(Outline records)
##############################
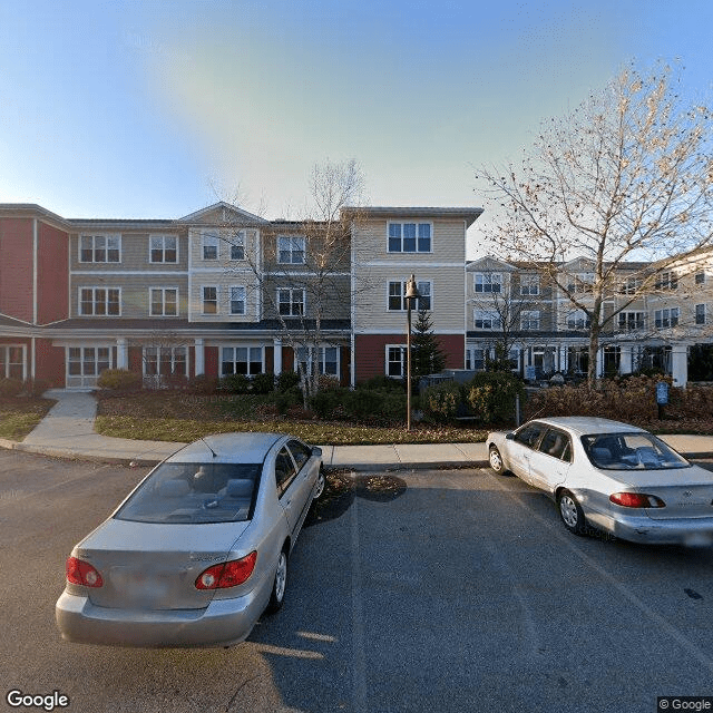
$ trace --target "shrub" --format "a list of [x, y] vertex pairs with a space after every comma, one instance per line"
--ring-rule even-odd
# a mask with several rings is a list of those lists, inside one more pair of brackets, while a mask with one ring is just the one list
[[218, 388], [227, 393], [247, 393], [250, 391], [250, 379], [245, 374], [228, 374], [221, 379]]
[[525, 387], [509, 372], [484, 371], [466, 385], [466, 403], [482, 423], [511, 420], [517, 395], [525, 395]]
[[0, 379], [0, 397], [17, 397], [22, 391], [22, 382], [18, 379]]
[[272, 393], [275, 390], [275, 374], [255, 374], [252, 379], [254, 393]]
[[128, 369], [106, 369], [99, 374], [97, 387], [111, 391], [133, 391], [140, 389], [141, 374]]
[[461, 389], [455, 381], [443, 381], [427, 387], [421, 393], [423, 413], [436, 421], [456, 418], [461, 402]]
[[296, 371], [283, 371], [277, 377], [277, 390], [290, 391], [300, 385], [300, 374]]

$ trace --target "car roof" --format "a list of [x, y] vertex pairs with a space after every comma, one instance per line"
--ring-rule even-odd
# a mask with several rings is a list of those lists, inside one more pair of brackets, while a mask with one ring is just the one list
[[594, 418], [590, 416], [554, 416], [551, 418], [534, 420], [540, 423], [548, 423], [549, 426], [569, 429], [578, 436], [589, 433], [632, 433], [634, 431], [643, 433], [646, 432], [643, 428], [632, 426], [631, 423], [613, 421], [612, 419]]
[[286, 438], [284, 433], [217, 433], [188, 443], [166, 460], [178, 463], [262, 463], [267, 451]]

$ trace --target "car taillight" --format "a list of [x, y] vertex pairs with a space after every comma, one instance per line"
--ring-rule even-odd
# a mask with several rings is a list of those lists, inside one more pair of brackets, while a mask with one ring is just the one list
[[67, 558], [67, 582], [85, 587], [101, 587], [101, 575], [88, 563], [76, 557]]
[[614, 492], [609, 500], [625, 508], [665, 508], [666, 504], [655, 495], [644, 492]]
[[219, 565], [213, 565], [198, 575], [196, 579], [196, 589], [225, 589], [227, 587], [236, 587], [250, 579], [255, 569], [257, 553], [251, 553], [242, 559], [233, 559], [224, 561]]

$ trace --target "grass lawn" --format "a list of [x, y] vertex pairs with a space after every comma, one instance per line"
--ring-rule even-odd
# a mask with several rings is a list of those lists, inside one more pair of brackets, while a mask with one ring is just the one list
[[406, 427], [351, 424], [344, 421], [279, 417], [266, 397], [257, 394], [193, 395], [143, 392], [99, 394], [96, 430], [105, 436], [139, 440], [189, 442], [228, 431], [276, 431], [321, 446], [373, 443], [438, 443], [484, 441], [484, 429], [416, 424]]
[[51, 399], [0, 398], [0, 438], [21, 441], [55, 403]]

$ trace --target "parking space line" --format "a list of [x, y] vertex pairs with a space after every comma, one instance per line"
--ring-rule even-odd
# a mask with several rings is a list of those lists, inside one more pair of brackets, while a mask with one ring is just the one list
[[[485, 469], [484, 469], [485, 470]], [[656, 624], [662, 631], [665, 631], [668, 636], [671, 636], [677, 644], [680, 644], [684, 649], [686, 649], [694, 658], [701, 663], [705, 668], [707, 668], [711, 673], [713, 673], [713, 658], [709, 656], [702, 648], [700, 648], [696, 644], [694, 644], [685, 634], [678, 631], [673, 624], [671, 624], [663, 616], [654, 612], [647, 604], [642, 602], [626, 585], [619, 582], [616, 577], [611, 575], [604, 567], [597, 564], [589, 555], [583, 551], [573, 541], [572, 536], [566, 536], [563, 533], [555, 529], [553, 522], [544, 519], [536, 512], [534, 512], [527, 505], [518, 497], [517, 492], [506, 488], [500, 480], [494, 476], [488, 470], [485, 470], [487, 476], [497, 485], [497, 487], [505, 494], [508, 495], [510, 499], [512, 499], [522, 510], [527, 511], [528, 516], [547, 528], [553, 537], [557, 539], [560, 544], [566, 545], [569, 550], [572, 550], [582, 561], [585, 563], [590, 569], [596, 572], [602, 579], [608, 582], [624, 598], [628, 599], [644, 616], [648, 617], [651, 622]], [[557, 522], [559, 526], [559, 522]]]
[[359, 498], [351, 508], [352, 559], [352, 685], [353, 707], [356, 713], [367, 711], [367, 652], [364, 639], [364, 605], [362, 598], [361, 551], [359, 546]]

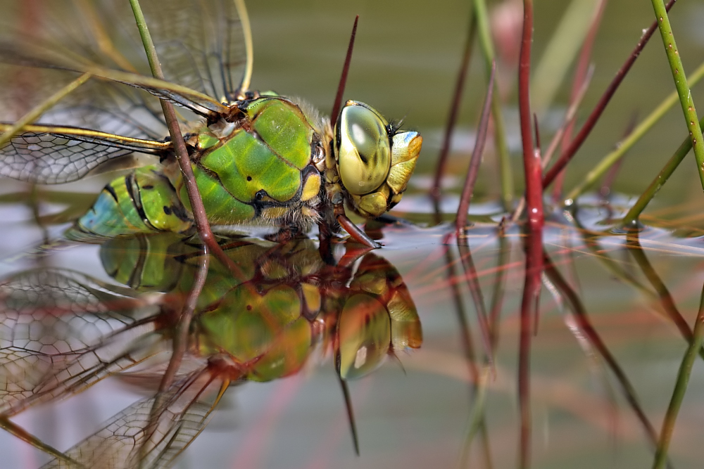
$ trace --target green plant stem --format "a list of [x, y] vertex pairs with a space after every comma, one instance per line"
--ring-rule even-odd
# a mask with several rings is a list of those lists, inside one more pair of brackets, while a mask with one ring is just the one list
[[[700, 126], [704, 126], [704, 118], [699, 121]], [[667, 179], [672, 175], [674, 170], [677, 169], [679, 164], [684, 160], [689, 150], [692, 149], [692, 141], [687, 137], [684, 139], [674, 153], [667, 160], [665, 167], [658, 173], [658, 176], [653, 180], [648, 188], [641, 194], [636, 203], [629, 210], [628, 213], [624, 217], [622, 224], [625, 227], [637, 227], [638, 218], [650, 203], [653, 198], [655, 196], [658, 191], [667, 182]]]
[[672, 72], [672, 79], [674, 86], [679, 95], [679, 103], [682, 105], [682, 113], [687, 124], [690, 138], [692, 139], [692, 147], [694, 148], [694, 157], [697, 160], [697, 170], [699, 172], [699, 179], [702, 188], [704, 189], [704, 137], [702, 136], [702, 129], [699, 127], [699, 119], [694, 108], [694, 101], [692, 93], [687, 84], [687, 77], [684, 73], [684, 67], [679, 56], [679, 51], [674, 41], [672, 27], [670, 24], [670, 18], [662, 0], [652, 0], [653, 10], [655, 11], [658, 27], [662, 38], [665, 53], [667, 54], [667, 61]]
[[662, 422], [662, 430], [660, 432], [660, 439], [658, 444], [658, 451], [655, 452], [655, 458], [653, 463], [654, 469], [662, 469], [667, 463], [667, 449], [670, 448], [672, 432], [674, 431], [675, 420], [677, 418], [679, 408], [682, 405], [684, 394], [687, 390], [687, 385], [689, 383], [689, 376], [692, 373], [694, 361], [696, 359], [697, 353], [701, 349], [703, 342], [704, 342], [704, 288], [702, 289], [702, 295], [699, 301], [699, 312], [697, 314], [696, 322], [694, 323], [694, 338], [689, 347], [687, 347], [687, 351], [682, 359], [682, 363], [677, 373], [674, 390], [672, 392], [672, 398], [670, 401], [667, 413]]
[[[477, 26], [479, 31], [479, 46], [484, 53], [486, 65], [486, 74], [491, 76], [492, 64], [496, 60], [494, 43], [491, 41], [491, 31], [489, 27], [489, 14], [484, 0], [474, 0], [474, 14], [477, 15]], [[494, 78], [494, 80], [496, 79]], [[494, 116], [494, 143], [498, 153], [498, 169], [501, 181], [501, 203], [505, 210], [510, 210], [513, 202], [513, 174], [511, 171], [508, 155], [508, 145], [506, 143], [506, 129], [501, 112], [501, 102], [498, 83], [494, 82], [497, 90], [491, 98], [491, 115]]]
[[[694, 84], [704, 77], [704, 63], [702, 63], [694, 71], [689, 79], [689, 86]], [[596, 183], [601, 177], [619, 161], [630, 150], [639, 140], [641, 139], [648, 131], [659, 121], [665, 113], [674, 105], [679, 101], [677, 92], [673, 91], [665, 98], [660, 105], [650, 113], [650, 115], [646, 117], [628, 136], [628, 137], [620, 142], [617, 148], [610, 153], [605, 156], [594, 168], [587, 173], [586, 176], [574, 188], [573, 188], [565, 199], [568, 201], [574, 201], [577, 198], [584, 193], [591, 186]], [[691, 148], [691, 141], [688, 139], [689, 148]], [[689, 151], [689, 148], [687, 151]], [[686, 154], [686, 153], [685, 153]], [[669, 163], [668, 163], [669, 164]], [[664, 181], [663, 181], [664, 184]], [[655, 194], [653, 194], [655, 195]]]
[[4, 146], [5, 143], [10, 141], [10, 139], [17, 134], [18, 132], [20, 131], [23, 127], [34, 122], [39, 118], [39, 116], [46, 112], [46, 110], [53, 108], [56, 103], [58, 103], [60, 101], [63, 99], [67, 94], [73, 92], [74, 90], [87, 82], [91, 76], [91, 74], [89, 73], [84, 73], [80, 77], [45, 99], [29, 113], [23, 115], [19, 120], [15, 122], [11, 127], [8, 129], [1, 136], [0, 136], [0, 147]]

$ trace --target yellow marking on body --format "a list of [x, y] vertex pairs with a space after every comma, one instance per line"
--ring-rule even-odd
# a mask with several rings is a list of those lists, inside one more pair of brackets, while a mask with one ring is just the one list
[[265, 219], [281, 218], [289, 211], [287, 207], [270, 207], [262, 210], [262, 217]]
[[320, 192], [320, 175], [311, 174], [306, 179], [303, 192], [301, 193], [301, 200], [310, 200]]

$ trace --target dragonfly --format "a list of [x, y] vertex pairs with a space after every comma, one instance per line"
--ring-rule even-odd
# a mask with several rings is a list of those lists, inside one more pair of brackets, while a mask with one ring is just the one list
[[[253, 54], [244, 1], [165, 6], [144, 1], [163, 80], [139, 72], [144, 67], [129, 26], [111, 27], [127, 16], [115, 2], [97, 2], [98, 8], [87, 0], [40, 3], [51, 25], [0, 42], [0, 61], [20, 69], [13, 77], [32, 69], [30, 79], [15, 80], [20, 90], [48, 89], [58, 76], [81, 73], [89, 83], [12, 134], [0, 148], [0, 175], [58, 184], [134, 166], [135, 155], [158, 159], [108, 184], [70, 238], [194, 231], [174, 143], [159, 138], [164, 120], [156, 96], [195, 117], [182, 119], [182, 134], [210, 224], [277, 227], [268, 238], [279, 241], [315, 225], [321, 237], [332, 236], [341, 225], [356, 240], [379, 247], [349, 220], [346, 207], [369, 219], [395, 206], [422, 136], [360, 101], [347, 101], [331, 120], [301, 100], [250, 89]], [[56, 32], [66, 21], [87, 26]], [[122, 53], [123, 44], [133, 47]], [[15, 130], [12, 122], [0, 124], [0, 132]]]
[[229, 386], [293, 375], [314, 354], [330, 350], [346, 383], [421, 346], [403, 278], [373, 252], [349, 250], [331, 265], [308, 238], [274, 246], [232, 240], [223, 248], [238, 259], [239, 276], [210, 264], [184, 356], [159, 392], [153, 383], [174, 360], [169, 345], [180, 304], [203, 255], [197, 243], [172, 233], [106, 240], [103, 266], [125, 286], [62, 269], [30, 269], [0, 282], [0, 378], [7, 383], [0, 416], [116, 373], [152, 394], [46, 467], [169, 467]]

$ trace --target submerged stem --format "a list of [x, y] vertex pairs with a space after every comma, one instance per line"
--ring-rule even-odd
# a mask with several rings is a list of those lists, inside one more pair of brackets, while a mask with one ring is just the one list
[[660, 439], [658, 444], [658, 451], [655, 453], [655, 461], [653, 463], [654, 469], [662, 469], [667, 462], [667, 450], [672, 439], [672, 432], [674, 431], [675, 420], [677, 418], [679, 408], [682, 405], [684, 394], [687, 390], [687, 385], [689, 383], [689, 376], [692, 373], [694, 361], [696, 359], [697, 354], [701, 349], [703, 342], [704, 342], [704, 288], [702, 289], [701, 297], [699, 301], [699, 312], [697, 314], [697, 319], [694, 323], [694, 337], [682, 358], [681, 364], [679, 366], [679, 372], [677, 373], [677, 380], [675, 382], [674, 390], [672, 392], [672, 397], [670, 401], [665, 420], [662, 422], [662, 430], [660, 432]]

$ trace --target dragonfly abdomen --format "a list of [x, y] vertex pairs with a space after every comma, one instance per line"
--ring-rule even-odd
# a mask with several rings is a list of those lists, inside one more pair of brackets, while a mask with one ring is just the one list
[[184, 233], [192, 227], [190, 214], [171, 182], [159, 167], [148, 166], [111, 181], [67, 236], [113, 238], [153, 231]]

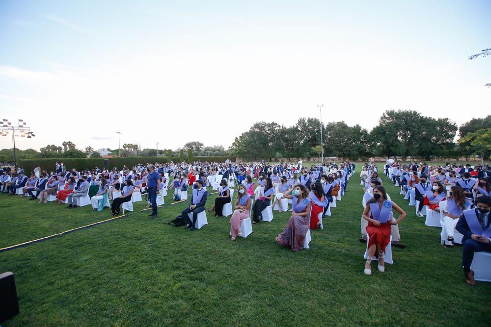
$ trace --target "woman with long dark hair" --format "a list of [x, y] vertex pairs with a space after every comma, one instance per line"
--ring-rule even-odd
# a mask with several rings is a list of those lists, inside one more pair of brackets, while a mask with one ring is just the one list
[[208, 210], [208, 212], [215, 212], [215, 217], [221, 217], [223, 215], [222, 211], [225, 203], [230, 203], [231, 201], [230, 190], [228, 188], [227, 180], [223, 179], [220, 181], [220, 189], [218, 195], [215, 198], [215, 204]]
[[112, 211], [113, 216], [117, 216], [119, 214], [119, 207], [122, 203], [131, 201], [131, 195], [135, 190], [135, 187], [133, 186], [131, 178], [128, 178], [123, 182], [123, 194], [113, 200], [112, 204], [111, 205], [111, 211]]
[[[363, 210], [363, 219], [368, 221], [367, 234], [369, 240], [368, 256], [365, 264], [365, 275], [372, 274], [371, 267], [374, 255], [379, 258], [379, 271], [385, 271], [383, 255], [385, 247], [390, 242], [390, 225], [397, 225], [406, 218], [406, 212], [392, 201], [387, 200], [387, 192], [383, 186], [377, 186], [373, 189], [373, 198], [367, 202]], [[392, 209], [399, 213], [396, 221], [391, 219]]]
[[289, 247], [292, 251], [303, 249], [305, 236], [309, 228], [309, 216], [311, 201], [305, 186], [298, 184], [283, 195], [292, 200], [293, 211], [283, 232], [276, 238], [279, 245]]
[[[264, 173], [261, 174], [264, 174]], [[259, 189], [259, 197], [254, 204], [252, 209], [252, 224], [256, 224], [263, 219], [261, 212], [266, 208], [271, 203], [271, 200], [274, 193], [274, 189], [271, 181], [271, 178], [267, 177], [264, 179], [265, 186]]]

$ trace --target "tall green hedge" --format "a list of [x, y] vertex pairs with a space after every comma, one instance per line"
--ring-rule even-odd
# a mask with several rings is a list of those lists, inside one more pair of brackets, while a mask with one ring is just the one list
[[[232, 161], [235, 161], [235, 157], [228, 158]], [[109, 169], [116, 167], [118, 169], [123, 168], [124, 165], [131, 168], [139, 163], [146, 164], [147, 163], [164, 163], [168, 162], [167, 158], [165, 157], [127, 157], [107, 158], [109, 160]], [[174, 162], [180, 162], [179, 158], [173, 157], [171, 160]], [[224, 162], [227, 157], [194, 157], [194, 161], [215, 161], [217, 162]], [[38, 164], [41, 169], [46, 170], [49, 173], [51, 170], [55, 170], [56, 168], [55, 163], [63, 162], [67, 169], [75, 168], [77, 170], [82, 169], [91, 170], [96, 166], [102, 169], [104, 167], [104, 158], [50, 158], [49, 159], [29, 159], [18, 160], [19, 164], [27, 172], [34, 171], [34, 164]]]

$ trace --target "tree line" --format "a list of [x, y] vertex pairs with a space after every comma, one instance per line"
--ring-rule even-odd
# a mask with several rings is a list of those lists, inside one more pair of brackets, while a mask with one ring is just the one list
##############################
What you will do:
Arrange the lines from the start of the entries through the line containing "385], [300, 374]]", inclusive, as a JSON list of strings with one string per line and blank lines omitted. Leave the pictures out.

Right answer:
[
  "$ trace --target \"shrub\" --format \"a list of [x, y] vertex pairs with a space after every comma, one instance per line\"",
  "--ring-rule even-odd",
  "# a mask with several rings is a list of those lists, inside one more pair of brackets, while a mask with one ring is just the one list",
  "[[218, 388], [227, 393], [247, 393], [250, 391], [250, 379], [245, 374], [228, 374], [221, 379]]",
  "[[525, 387], [509, 372], [484, 371], [466, 385], [466, 403], [482, 423], [511, 420], [517, 395], [525, 395]]",
  "[[0, 379], [0, 397], [17, 397], [22, 391], [22, 382], [18, 379]]",
  "[[272, 393], [275, 390], [275, 374], [255, 374], [252, 379], [254, 393]]",
  "[[128, 369], [106, 369], [99, 374], [97, 387], [111, 391], [133, 391], [140, 389], [141, 374]]",
  "[[461, 389], [455, 381], [443, 381], [427, 387], [421, 393], [423, 413], [436, 421], [456, 418], [461, 402]]",
  "[[296, 371], [283, 371], [277, 377], [277, 390], [290, 391], [300, 385], [300, 374]]"
]